§ Task to carry out:
Please repeat the lines below exactly. Begin with the line containing "Query: jacket sleeve" and go on through the line containing "Query: finger".

§ Listed records:
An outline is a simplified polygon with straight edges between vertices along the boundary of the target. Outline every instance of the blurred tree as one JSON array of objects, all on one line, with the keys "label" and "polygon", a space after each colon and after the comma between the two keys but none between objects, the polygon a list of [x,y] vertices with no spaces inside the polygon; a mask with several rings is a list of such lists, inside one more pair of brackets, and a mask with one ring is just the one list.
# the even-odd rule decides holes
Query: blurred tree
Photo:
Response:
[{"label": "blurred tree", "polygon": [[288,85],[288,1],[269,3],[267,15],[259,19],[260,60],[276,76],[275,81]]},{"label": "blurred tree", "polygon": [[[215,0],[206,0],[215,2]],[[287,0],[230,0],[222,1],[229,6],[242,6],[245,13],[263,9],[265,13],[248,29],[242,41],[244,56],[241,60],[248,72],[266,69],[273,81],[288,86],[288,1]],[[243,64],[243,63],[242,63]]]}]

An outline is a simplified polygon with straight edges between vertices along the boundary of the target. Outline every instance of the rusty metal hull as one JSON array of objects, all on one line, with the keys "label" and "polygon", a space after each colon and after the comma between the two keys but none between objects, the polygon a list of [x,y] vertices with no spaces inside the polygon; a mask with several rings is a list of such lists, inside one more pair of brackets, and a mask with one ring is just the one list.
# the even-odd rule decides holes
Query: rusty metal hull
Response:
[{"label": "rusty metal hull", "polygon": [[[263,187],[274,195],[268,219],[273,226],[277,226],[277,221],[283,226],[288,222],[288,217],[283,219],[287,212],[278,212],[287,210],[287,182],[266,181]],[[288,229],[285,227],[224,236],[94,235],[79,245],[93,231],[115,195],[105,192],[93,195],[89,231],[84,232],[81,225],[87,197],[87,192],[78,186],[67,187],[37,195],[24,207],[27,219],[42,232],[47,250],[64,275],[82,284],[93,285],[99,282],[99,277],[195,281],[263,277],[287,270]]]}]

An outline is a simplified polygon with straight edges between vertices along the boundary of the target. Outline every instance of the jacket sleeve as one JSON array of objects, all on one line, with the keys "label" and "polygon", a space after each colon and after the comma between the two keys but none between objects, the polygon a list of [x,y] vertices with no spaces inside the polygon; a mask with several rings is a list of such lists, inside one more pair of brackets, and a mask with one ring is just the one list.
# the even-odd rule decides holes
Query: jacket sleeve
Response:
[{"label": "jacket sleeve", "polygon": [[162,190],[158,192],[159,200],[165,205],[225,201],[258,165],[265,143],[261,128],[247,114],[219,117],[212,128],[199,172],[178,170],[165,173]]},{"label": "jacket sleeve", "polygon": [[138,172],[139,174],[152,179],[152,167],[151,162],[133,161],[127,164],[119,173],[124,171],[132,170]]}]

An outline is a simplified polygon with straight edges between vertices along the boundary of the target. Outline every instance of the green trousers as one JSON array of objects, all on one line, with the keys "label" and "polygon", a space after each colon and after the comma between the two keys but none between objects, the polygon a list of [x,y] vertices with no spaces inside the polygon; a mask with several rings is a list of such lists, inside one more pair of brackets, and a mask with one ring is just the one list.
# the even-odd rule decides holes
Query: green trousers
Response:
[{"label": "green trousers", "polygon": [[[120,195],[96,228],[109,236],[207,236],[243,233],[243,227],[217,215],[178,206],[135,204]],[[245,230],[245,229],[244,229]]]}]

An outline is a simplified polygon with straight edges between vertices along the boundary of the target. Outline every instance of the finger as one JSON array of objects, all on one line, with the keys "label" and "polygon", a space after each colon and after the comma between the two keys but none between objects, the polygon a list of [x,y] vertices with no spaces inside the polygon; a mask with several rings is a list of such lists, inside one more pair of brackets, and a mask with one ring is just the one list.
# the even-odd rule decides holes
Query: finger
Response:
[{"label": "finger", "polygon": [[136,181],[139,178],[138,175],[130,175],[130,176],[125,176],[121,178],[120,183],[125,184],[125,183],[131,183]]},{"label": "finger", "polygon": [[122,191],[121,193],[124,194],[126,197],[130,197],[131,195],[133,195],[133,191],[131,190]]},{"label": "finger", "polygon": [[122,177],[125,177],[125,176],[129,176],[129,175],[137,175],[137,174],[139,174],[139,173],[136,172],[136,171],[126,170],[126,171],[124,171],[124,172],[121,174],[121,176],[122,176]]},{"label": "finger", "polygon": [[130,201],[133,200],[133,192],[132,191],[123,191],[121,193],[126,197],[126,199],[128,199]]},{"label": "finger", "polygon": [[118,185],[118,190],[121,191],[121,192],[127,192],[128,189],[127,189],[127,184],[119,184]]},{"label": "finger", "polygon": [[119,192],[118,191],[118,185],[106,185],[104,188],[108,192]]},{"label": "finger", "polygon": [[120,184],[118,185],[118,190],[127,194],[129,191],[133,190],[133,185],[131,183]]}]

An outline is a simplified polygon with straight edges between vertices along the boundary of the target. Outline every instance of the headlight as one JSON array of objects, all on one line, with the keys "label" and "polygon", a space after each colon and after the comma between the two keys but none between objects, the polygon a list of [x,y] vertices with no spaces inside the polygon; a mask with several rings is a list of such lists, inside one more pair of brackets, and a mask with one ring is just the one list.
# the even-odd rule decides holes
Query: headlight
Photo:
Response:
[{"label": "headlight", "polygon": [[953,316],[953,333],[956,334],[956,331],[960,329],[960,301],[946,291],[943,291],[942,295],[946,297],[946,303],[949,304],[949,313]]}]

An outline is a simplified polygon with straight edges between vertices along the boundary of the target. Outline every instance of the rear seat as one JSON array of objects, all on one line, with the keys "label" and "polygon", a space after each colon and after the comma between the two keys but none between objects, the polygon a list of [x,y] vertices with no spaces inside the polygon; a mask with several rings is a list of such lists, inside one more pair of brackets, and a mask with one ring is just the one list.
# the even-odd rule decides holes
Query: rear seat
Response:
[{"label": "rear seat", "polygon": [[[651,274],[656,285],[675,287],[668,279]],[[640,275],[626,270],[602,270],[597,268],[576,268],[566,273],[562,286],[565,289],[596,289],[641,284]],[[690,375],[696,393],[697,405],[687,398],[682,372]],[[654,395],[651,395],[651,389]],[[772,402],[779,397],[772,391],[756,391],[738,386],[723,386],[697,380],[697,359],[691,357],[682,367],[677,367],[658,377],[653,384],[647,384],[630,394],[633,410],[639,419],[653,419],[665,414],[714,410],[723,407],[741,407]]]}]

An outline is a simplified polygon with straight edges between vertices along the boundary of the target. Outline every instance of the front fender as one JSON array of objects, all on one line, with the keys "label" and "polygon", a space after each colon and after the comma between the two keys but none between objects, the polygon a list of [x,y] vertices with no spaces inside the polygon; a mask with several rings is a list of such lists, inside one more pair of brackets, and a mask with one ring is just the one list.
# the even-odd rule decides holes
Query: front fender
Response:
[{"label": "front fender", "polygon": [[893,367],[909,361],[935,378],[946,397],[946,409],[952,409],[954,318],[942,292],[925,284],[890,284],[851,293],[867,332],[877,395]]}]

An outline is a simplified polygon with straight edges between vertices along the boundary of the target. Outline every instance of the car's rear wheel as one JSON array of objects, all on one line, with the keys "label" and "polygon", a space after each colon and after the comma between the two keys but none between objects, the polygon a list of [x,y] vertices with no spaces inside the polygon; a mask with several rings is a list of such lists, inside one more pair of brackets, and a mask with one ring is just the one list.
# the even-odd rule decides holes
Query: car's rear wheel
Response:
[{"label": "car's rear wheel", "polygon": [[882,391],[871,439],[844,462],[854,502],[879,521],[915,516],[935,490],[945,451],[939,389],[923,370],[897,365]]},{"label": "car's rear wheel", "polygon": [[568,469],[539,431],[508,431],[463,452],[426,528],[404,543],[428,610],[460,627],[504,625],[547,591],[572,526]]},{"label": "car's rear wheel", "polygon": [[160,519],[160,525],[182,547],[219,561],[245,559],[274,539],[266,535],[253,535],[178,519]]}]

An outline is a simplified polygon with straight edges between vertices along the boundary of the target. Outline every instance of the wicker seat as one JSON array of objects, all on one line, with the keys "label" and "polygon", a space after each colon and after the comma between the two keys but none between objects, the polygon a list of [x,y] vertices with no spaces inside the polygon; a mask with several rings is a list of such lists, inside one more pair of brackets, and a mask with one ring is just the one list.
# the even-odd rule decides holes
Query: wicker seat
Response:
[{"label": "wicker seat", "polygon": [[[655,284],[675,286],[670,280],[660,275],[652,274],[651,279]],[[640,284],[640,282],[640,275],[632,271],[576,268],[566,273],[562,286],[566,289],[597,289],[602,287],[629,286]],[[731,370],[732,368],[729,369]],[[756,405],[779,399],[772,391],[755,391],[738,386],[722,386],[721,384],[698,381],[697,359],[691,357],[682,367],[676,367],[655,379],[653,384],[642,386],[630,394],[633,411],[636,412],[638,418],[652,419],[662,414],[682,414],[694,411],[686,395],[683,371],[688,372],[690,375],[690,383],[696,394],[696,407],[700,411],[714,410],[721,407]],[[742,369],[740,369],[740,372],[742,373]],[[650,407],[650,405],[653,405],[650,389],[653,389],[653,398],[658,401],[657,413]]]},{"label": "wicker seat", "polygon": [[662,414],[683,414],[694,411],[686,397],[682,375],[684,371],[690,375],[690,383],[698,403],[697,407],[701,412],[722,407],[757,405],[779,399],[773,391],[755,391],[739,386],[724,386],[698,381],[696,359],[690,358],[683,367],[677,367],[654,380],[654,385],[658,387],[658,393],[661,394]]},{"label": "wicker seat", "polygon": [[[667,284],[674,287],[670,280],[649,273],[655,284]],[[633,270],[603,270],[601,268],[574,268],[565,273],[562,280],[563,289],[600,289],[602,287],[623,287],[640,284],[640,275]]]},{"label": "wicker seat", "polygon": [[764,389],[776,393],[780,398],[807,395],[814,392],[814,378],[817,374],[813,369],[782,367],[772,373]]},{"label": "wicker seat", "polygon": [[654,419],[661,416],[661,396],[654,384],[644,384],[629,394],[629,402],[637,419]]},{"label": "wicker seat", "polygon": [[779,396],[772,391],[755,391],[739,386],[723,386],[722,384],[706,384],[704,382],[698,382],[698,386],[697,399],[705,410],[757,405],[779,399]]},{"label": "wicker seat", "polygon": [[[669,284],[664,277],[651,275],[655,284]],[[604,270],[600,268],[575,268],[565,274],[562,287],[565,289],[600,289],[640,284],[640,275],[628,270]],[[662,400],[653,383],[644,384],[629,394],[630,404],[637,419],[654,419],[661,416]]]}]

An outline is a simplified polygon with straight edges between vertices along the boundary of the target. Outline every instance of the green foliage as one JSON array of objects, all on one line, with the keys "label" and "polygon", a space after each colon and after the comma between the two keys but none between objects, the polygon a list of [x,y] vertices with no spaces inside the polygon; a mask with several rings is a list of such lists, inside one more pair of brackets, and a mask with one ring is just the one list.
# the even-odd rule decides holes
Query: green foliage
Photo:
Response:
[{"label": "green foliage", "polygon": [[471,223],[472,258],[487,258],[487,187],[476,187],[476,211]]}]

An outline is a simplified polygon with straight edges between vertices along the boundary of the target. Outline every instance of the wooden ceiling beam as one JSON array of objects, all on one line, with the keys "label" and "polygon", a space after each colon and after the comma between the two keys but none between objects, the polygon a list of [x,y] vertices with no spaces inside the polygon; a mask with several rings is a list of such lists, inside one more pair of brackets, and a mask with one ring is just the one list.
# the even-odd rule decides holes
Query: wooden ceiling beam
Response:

§ Completed task:
Query: jacket sleeve
Response:
[{"label": "jacket sleeve", "polygon": [[162,190],[158,192],[159,200],[165,205],[225,201],[258,165],[265,143],[261,128],[247,114],[219,117],[212,128],[199,172],[178,170],[165,173]]},{"label": "jacket sleeve", "polygon": [[138,172],[139,174],[152,179],[152,167],[151,162],[133,161],[127,164],[119,173],[124,171],[132,170]]}]

An outline is a simplified polygon with straight edges between vertices along the boundary of the target. Outline every instance of the green trousers as one JSON array of objects, all on one line, with the keys "label" and "polygon", a space after each colon and after the comma between the two keys but none between objects, the polygon a list of [x,y] vertices with no spaces inside the polygon; a mask with several rings is a list of such lists, inside one more pair of brackets, and a mask with one ring is just the one list.
# the even-odd rule decides holes
Query: green trousers
Response:
[{"label": "green trousers", "polygon": [[[120,195],[96,228],[109,236],[207,236],[243,233],[243,227],[217,215],[178,206],[135,204]],[[245,230],[245,229],[244,229]]]}]

An outline is a simplified polygon with straight edges between vertices along the boundary of the target. Outline every instance of the finger as one JSON array of objects, all on one line, with the keys "label" and "polygon", a space after each colon and after the comma between the two keys but none between objects, the polygon a list of [x,y] vertices with no spaces inside the polygon; a mask with several rings is a list of such lists, inside one more pair of brackets, and a mask with one ring is just the one list.
# the even-odd rule decides holes
Query: finger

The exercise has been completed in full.